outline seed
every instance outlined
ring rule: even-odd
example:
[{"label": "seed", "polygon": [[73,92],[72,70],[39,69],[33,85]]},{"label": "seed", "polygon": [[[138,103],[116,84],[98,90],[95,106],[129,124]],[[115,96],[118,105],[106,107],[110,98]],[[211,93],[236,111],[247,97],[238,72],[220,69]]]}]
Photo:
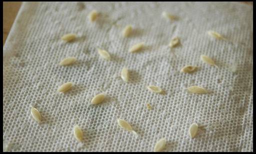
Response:
[{"label": "seed", "polygon": [[161,93],[162,92],[162,90],[161,89],[161,88],[155,86],[148,86],[148,89],[151,91],[152,92],[156,93]]},{"label": "seed", "polygon": [[82,142],[83,134],[82,131],[80,127],[78,125],[76,125],[74,127],[73,132],[76,139],[78,142]]},{"label": "seed", "polygon": [[129,49],[129,52],[135,52],[140,50],[144,46],[144,42],[140,42],[134,45]]},{"label": "seed", "polygon": [[70,42],[74,40],[76,37],[76,35],[73,33],[66,34],[62,37],[62,39],[67,42]]},{"label": "seed", "polygon": [[188,92],[195,94],[206,94],[208,91],[204,88],[196,86],[193,86],[188,88]]},{"label": "seed", "polygon": [[215,37],[217,39],[226,40],[225,38],[223,37],[220,34],[213,30],[209,30],[207,32],[208,35]]},{"label": "seed", "polygon": [[40,123],[41,121],[41,114],[40,114],[40,112],[38,111],[38,109],[32,107],[30,110],[30,112],[33,118],[38,122]]},{"label": "seed", "polygon": [[148,103],[146,103],[146,107],[148,108],[148,110],[152,110],[152,107]]},{"label": "seed", "polygon": [[94,21],[98,16],[98,12],[95,9],[92,10],[88,15],[88,17],[91,22]]},{"label": "seed", "polygon": [[216,65],[215,62],[210,57],[208,57],[208,56],[205,55],[201,55],[201,60],[205,62],[206,63],[207,63],[208,64],[210,64],[210,65]]},{"label": "seed", "polygon": [[98,53],[104,59],[106,60],[110,60],[110,55],[106,50],[98,49]]},{"label": "seed", "polygon": [[165,148],[166,145],[166,138],[162,138],[160,139],[154,146],[154,152],[160,152],[162,151]]},{"label": "seed", "polygon": [[166,11],[164,11],[162,12],[162,16],[166,20],[174,20],[176,18],[176,16],[172,15],[171,14]]},{"label": "seed", "polygon": [[131,25],[128,25],[122,30],[122,36],[124,37],[128,37],[132,32],[132,27]]},{"label": "seed", "polygon": [[198,131],[198,126],[196,123],[193,123],[190,127],[188,133],[191,138],[194,138]]},{"label": "seed", "polygon": [[102,103],[105,98],[105,95],[104,94],[100,94],[94,97],[92,100],[92,104],[98,104]]},{"label": "seed", "polygon": [[126,121],[122,119],[118,119],[118,123],[119,126],[128,132],[132,132],[132,128]]},{"label": "seed", "polygon": [[60,61],[60,65],[62,66],[69,65],[73,64],[76,61],[76,58],[74,57],[70,57],[64,58]]},{"label": "seed", "polygon": [[196,70],[197,67],[193,66],[191,65],[187,65],[186,66],[184,66],[182,68],[182,70],[180,70],[180,72],[184,72],[184,73],[192,73],[194,71]]},{"label": "seed", "polygon": [[70,89],[72,87],[72,82],[68,82],[66,83],[65,83],[64,84],[62,84],[62,85],[58,88],[58,91],[59,92],[65,92],[67,91],[68,90],[70,90]]},{"label": "seed", "polygon": [[180,38],[176,37],[172,39],[169,44],[169,47],[170,48],[174,47],[178,45],[180,43]]},{"label": "seed", "polygon": [[122,69],[121,71],[121,78],[122,80],[125,82],[128,82],[129,80],[129,72],[128,71],[128,69],[126,67]]}]

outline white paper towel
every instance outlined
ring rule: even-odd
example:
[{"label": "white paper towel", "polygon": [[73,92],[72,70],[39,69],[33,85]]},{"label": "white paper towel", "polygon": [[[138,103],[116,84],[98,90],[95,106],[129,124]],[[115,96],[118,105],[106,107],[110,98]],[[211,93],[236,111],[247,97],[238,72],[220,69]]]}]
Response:
[{"label": "white paper towel", "polygon": [[[100,15],[90,23],[88,15],[94,9]],[[164,11],[178,18],[167,21]],[[152,152],[166,138],[166,152],[252,152],[252,5],[230,2],[24,2],[4,47],[4,150]],[[134,31],[123,38],[130,24]],[[228,41],[211,37],[210,30]],[[71,32],[78,36],[74,41],[60,39]],[[181,45],[170,50],[175,36]],[[128,52],[142,41],[142,51]],[[112,60],[100,58],[97,47]],[[202,54],[218,68],[204,63]],[[70,56],[78,62],[58,65]],[[180,72],[188,64],[200,69]],[[128,83],[120,77],[124,66]],[[72,90],[58,93],[66,82],[74,83]],[[166,94],[152,93],[149,85]],[[212,92],[189,94],[186,88],[192,85]],[[106,100],[91,105],[99,93]],[[32,120],[31,106],[41,113],[42,124]],[[118,118],[140,137],[120,128]],[[192,139],[193,122],[200,129]],[[76,125],[84,133],[82,144],[73,136]]]}]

### What to do
Rewrite all the records above, swapping "ring rule" for "fill rule" wherever it appears and changing nothing else. Leave the pictures out.

### Reply to the task
outline seed
every instance outlined
fill rule: even-odd
example:
[{"label": "seed", "polygon": [[73,92],[72,70],[39,69],[33,85]]},{"label": "seed", "polygon": [[[138,103],[116,84],[98,90],[95,106],[129,124]],[[115,96],[118,105],[106,107],[110,98]],[[211,93],[236,111],[247,97],[238,72],[220,69]]]}]
Photo:
Response:
[{"label": "seed", "polygon": [[161,93],[162,92],[162,90],[161,89],[161,88],[155,86],[148,86],[148,89],[151,91],[152,92],[156,93]]},{"label": "seed", "polygon": [[82,142],[83,134],[82,131],[80,127],[78,125],[76,125],[74,127],[73,132],[76,139],[78,142]]},{"label": "seed", "polygon": [[129,49],[129,52],[135,52],[140,50],[144,46],[144,42],[140,42],[134,45]]},{"label": "seed", "polygon": [[70,42],[74,40],[76,37],[76,35],[73,33],[66,34],[62,37],[62,39],[67,42]]},{"label": "seed", "polygon": [[188,92],[195,94],[206,94],[208,91],[204,88],[196,86],[193,86],[188,88]]},{"label": "seed", "polygon": [[215,37],[217,39],[226,40],[225,38],[223,37],[220,34],[213,30],[209,30],[207,32],[208,35]]},{"label": "seed", "polygon": [[40,123],[41,121],[41,114],[40,114],[40,112],[38,111],[38,109],[32,107],[30,110],[30,112],[33,118],[38,122]]},{"label": "seed", "polygon": [[148,103],[146,103],[146,107],[148,108],[148,110],[152,110],[152,107]]},{"label": "seed", "polygon": [[94,21],[98,16],[98,12],[95,9],[92,10],[88,15],[88,17],[91,22]]},{"label": "seed", "polygon": [[216,65],[215,62],[210,57],[208,57],[208,56],[205,55],[201,55],[201,60],[205,62],[206,63],[207,63],[208,64],[210,64],[210,65]]},{"label": "seed", "polygon": [[98,53],[104,59],[106,60],[110,60],[110,55],[106,50],[98,49]]},{"label": "seed", "polygon": [[165,148],[166,145],[166,138],[162,138],[160,139],[154,146],[154,152],[160,152],[162,151]]},{"label": "seed", "polygon": [[166,11],[164,11],[162,12],[162,16],[166,20],[174,20],[176,18],[176,16],[172,15],[171,14]]},{"label": "seed", "polygon": [[131,25],[128,25],[122,30],[122,36],[124,37],[128,37],[132,32],[132,27]]},{"label": "seed", "polygon": [[198,131],[198,126],[196,123],[193,123],[190,127],[188,133],[191,138],[194,138]]},{"label": "seed", "polygon": [[102,103],[105,98],[105,95],[104,94],[100,94],[94,97],[92,100],[92,104],[98,104]]},{"label": "seed", "polygon": [[126,121],[122,119],[118,119],[118,123],[119,126],[128,132],[132,132],[132,128]]},{"label": "seed", "polygon": [[60,61],[60,65],[62,66],[69,65],[73,64],[76,61],[76,58],[74,57],[70,57],[64,58]]},{"label": "seed", "polygon": [[196,70],[197,67],[193,66],[191,65],[187,65],[186,66],[184,66],[182,68],[182,70],[180,70],[180,72],[184,72],[184,73],[192,73],[194,71]]},{"label": "seed", "polygon": [[70,89],[72,87],[72,82],[68,82],[66,83],[65,83],[64,84],[62,84],[62,85],[58,88],[58,91],[59,92],[65,92],[67,91],[68,90],[70,90]]},{"label": "seed", "polygon": [[180,38],[176,37],[172,39],[169,44],[169,47],[170,48],[174,47],[178,45],[180,43]]},{"label": "seed", "polygon": [[122,69],[121,71],[121,78],[122,80],[125,82],[128,82],[129,80],[129,72],[128,71],[128,69],[126,67]]}]

outline white paper towel
every instance outlined
fill rule: even-odd
example:
[{"label": "white paper towel", "polygon": [[73,92],[72,70],[39,69],[33,85]]},{"label": "white paper towel", "polygon": [[[138,103],[116,84],[98,90],[95,106],[129,124]],[[115,96],[118,105],[106,107],[110,98]],[[211,93],[236,111],[247,97],[238,72],[220,69]]]}]
Response:
[{"label": "white paper towel", "polygon": [[[100,15],[90,23],[88,15],[94,9]],[[164,11],[178,18],[167,21]],[[152,152],[166,138],[166,152],[252,152],[252,5],[230,2],[24,2],[4,47],[4,150]],[[134,31],[123,38],[130,24]],[[228,41],[211,37],[210,30]],[[71,32],[78,36],[74,41],[60,39]],[[181,45],[170,50],[175,36]],[[128,52],[142,41],[142,51]],[[112,60],[100,58],[97,47]],[[202,54],[218,68],[204,63]],[[70,56],[78,62],[58,65]],[[180,72],[188,64],[200,69]],[[128,83],[120,77],[124,66]],[[72,90],[58,93],[66,82],[74,83]],[[166,94],[152,93],[149,85]],[[212,92],[189,94],[186,88],[192,85]],[[106,100],[91,105],[99,93]],[[32,120],[31,106],[41,113],[42,124]],[[118,118],[140,137],[120,128]],[[192,139],[193,122],[200,129]],[[76,125],[84,133],[82,144],[73,136]]]}]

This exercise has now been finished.